■ **INPUT FOR THIS TASK**:
———

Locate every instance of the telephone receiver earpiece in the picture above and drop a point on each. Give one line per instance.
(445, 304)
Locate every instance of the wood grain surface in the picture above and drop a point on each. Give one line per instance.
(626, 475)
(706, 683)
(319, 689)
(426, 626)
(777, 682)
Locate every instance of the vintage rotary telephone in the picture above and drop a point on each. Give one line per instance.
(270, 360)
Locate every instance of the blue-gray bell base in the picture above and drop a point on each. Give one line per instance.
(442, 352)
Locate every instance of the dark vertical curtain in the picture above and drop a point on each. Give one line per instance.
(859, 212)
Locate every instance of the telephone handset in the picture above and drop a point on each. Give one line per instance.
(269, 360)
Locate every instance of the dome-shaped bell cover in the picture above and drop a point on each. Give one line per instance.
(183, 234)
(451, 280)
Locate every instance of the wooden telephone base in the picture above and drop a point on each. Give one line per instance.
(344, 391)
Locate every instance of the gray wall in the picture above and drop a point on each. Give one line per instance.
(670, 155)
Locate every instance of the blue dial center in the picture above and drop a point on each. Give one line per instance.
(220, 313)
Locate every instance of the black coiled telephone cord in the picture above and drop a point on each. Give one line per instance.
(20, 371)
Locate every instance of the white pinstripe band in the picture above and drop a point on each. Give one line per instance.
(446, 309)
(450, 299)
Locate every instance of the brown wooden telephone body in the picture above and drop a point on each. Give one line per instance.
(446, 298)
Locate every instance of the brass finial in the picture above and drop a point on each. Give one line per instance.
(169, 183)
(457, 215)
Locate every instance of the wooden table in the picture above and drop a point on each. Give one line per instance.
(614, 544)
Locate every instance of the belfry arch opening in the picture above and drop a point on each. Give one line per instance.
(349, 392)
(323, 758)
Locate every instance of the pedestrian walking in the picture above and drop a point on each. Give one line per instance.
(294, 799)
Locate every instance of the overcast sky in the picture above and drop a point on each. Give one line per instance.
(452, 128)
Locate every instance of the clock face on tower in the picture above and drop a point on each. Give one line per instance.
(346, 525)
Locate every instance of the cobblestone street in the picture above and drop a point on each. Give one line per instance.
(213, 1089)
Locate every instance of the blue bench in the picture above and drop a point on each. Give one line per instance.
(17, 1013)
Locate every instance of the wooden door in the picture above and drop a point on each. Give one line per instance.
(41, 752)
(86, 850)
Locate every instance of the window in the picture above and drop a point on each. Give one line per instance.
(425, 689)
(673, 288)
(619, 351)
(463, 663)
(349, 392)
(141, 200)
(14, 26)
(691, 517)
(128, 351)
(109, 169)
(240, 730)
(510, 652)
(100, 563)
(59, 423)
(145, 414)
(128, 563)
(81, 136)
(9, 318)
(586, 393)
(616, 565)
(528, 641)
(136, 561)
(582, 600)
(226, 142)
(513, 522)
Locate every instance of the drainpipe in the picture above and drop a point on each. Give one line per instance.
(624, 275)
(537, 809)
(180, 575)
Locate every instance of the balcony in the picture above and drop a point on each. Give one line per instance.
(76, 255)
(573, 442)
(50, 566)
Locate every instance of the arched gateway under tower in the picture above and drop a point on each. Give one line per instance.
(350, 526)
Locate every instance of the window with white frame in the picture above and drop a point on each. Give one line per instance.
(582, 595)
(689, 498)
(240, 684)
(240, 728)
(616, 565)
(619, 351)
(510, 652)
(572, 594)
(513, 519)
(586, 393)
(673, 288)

———

■ **TO BE DONE**: Please rewrite all of the data above as a numbered list, leaving out any blank lines.

■ **RESPONSE TO THE TASK**:
1. Locate every instance of the telephone receiver earpiece in the picture above and drop a point on each. Give one line per instance.
2. (445, 304)
3. Locate every instance of the wood grain surface in the picture above and drop a point on each. Give one line per instance.
4. (626, 475)
5. (706, 683)
6. (319, 689)
7. (426, 626)
8. (777, 682)
9. Locate every instance of the vintage rotary telephone in the picture above and drop a point on each. Give one line per instance.
10. (270, 360)
11. Locate every instance of the blue-gray bell base in the picture above and drop a point on each. Give one line per instance.
12. (442, 352)
13. Locate every instance of the dark vertical curtain in the picture above and drop a point on each. Give one line per instance.
14. (859, 212)
15. Locate every instance of the telephone handset in the picture above and drop a point on each. Give one line per instance.
16. (269, 360)
17. Locate every instance of the dome-shaped bell cover in the picture above and drop a point on each. Give one line per instance.
18. (183, 234)
19. (451, 280)
20. Locate every instance of the wooden telephone base in the picture above and drop a point on each. Give one line per instance.
21. (344, 391)
22. Locate every instance of the gray wall in the picture above and drop a point on each. Give one line per instance.
23. (670, 155)
24. Locate every instance of the blue dial center in the picture above and drop a point on each. Give one line per instance.
25. (220, 313)
26. Locate every instance of the black coiled telephone cord in the picture above and drop a point on each. Give one line per instance.
27. (20, 371)
28. Locate every instance of the white pinstripe band in the picture above and drop a point on each. Give one line per instance.
29. (446, 309)
30. (450, 299)
31. Locate every instance of the brown wooden telephone body in the picture above and drop a point on each. Give one line per instance.
32. (446, 298)
33. Locate every instance of the brass finial in the picture above and drop a point on each. Give one line per instance.
34. (169, 183)
35. (457, 215)
36. Locate every instance of the wooden table in the picture above and drop a point on each. Give one line per instance.
37. (614, 544)
38. Locate every instance of the belfry arch opening in the picture above and drop a point on each. Give one line per instance.
39. (349, 392)
40. (323, 758)
41. Locate every instance of the pedestrian walking in the picture above and drop a point on each. Give one line per instance.
42. (294, 799)
43. Locate every instance of the overcast sky in the picture above and drop a point on each. Give one line per instance.
44. (452, 128)
45. Locate every instance of the clock face on tower in the picture above and drop a point on each. Give one line per instance.
46. (346, 525)
47. Locate every instance of the cobblestone street in the picture above and drop a point on each. Give one line per instance.
48. (213, 1089)
49. Locate every instance of the blue bench in the picture above and drop a point on each. Give one line per instance.
50. (17, 1013)
51. Locate every instance of the wooden door in the picture above and drop a point on each. Give one line per instance.
52. (41, 752)
53. (86, 850)
54. Locate every instance of the window in the picture above and drop a point on each. Give one line per instance.
55. (425, 689)
56. (673, 288)
57. (619, 351)
58. (463, 663)
59. (349, 392)
60. (141, 200)
61. (14, 26)
62. (691, 517)
63. (128, 351)
64. (109, 169)
65. (240, 730)
66. (510, 652)
67. (100, 563)
68. (59, 423)
69. (145, 414)
70. (128, 563)
71. (81, 136)
72. (9, 318)
73. (586, 393)
74. (616, 565)
75. (528, 641)
76. (136, 561)
77. (582, 600)
78. (226, 142)
79. (513, 522)
80. Locate every instance of the drainpipe in the picture above and drop a point on each. Give one line per instance.
81. (624, 275)
82. (537, 809)
83. (180, 575)
84. Locate every instance of the balcony in the picture above and drop a point on each. Give one line per instance.
85. (76, 255)
86. (573, 442)
87. (50, 566)
88. Locate every instance of the arched gateway under tower in the picture above and drop a point on each. Give one line per instance.
89. (350, 526)
90. Locate every instance of the window with white frame in the picture above and drop a point on each. Give one line per instance.
91. (582, 595)
92. (689, 498)
93. (240, 684)
94. (240, 728)
95. (616, 565)
96. (619, 351)
97. (510, 652)
98. (572, 594)
99. (513, 519)
100. (586, 393)
101. (673, 288)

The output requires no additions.